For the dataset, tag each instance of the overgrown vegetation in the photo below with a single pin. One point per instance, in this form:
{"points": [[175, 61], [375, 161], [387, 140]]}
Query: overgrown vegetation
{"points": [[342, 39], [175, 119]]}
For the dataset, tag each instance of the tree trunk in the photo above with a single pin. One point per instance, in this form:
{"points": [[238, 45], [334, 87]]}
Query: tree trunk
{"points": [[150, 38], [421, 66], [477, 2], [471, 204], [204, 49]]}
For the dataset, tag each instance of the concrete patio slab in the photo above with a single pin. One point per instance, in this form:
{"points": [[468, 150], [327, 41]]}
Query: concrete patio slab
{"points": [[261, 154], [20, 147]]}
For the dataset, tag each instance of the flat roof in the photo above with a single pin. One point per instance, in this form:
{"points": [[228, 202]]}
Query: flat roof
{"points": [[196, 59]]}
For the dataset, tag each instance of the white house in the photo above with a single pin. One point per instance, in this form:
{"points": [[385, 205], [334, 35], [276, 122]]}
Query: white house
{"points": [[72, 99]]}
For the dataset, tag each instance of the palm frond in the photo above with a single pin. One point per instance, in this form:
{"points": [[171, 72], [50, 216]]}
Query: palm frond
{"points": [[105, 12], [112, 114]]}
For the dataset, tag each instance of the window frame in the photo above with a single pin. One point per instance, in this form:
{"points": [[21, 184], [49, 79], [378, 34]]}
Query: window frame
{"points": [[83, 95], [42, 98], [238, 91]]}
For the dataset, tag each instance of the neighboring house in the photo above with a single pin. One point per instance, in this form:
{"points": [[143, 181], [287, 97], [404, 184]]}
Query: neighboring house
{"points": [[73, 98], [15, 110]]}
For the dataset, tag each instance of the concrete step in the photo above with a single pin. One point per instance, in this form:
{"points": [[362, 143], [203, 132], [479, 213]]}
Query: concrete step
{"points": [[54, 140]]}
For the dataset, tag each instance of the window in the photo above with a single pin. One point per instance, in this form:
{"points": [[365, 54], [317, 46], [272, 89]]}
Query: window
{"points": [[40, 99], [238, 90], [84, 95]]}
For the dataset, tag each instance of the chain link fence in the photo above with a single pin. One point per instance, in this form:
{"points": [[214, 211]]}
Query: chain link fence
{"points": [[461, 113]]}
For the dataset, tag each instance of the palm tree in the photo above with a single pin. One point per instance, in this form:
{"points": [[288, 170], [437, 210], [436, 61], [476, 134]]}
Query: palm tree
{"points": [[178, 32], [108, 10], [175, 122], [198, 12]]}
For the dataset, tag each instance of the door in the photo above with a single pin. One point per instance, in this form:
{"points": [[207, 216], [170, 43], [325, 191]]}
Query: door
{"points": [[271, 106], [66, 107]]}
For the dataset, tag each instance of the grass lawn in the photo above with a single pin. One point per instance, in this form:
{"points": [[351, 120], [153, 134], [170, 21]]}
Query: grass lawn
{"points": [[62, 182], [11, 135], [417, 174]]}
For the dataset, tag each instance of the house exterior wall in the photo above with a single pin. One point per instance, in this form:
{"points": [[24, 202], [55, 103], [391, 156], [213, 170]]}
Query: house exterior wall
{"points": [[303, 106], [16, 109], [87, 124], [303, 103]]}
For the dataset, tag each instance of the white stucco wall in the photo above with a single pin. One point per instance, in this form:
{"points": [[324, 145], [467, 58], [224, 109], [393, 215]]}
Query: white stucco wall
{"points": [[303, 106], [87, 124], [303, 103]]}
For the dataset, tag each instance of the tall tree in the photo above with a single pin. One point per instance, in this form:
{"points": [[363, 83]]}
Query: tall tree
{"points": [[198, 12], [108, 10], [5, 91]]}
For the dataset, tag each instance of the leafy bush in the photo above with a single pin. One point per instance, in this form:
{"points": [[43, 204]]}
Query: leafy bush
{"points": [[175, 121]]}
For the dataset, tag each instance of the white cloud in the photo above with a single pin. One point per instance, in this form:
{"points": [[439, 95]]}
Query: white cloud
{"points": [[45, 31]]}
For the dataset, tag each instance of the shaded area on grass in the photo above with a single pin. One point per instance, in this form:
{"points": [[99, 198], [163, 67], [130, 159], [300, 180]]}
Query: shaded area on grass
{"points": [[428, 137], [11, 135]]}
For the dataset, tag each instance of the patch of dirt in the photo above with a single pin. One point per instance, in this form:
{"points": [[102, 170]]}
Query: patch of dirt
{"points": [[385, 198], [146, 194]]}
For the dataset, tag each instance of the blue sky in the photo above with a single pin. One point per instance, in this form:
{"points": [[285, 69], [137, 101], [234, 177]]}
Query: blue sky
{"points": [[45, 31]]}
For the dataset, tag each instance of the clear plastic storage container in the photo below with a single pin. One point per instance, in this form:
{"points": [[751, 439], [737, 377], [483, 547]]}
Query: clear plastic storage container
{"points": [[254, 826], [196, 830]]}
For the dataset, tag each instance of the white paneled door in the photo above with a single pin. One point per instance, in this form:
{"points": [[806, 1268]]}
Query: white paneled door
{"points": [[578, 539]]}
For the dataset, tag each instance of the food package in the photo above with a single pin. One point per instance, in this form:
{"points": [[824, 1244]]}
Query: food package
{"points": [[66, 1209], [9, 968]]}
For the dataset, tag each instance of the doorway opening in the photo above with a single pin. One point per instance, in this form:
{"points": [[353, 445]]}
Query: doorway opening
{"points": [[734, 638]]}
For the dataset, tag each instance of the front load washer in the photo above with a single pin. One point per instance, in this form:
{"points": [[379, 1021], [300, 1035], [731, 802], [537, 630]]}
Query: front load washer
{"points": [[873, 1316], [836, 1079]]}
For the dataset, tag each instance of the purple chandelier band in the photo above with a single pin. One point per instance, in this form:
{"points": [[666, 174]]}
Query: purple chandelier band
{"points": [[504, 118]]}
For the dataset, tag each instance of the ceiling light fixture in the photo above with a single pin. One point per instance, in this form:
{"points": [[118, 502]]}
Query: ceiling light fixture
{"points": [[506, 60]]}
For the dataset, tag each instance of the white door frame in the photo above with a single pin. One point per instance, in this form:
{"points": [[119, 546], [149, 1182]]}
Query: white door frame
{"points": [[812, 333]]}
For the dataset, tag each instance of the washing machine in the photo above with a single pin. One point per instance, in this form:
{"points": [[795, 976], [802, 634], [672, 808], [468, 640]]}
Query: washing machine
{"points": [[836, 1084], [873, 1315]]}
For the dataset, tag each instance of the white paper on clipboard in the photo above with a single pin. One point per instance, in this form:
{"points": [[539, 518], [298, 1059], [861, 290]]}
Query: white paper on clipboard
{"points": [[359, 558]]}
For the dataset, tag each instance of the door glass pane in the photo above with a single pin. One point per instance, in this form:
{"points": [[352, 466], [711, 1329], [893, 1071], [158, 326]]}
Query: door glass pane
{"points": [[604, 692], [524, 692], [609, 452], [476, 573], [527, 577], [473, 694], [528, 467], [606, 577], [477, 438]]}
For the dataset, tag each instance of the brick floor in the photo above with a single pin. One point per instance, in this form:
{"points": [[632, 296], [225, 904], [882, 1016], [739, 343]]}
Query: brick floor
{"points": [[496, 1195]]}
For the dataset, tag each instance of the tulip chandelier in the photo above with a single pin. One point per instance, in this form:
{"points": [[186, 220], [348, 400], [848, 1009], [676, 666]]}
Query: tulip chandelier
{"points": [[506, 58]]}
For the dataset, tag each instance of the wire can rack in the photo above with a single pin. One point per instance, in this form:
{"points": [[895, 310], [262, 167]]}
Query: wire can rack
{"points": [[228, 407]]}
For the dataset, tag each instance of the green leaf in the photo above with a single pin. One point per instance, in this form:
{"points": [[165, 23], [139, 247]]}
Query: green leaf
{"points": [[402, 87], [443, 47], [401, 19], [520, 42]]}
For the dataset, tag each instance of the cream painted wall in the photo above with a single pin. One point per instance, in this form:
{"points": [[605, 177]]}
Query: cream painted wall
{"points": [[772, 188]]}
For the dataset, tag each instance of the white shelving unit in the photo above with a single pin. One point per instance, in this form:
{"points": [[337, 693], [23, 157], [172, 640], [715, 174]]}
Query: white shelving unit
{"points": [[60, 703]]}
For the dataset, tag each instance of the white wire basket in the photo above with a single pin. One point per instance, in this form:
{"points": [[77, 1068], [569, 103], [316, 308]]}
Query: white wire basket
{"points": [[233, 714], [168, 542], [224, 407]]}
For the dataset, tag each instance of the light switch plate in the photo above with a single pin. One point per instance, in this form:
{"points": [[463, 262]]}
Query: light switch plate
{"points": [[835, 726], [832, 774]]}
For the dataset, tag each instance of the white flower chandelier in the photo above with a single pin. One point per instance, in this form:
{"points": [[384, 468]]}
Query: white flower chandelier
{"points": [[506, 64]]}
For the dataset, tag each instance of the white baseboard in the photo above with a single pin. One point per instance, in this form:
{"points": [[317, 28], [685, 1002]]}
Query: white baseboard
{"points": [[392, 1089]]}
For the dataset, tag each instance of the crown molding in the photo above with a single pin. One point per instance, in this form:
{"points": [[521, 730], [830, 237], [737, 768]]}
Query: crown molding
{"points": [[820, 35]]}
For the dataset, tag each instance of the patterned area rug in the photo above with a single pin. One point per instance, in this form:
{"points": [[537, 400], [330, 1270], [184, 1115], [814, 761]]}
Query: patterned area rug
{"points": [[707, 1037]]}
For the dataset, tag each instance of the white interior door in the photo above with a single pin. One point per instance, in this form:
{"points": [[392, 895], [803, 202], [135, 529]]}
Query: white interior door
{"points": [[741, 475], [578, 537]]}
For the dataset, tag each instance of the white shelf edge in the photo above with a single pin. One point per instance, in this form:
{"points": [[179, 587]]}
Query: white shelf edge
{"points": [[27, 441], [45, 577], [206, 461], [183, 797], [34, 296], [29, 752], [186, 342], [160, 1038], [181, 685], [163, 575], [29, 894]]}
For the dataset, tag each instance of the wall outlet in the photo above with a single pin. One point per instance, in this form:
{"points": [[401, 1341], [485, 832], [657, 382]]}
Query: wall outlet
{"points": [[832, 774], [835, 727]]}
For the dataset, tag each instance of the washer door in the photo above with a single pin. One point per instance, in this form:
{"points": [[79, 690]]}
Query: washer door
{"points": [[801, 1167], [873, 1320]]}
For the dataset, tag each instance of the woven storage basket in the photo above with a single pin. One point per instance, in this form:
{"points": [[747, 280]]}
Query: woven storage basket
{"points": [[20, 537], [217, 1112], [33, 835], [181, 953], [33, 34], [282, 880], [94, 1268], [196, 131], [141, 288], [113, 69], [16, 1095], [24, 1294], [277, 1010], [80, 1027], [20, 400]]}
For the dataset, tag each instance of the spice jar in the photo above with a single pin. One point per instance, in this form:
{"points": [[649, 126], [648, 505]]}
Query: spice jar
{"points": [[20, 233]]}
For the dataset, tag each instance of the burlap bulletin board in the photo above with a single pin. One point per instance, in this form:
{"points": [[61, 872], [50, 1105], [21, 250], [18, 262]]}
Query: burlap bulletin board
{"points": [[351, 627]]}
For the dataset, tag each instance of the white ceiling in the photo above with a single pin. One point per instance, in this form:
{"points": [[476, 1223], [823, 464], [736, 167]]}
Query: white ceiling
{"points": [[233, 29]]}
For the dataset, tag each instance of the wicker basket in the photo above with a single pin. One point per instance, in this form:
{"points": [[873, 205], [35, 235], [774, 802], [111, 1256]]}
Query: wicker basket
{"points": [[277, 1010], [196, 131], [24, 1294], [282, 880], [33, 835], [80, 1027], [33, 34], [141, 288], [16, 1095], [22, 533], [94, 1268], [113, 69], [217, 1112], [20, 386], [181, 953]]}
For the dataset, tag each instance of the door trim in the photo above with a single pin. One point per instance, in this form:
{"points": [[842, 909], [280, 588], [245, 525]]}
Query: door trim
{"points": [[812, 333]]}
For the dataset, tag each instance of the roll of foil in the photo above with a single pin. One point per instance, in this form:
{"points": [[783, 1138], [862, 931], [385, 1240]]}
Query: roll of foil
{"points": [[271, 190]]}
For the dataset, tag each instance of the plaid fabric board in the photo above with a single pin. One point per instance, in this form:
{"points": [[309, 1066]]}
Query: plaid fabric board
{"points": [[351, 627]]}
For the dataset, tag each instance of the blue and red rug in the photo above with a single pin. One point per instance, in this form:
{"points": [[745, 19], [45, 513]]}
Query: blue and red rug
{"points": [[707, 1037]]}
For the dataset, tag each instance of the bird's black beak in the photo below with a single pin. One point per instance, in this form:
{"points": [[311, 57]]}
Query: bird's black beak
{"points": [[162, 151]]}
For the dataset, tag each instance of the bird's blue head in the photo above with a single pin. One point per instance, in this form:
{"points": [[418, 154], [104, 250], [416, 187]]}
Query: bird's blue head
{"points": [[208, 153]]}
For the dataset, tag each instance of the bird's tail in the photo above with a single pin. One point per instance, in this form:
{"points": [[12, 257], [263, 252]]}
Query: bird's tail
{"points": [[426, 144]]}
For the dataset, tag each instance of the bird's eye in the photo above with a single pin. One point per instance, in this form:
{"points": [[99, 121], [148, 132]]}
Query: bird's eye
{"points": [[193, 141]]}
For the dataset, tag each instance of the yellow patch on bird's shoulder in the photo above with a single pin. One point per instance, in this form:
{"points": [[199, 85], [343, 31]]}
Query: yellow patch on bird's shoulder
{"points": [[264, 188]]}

• _PROBLEM DETAILS_
Edit the rows from the line containing "For the dataset, tag each instance of the bird's eye" through the end of the rows, changing every "yellow patch" to "orange patch" and leaving everything else the same. Return only those lines.

• _RESPONSE FOR THIS EXERCISE_
For the dataset, tag each instance of the bird's eye in the photo above with a single pin. One point per instance, in this form:
{"points": [[99, 121], [148, 132]]}
Query: bird's eye
{"points": [[193, 141]]}
For the dataset, tag each instance of the orange patch on bird's shoulder in the photo above with a single pin. One point per instance, in this form:
{"points": [[199, 85], [343, 31]]}
Query: orange patch on bird's shoulder
{"points": [[264, 188]]}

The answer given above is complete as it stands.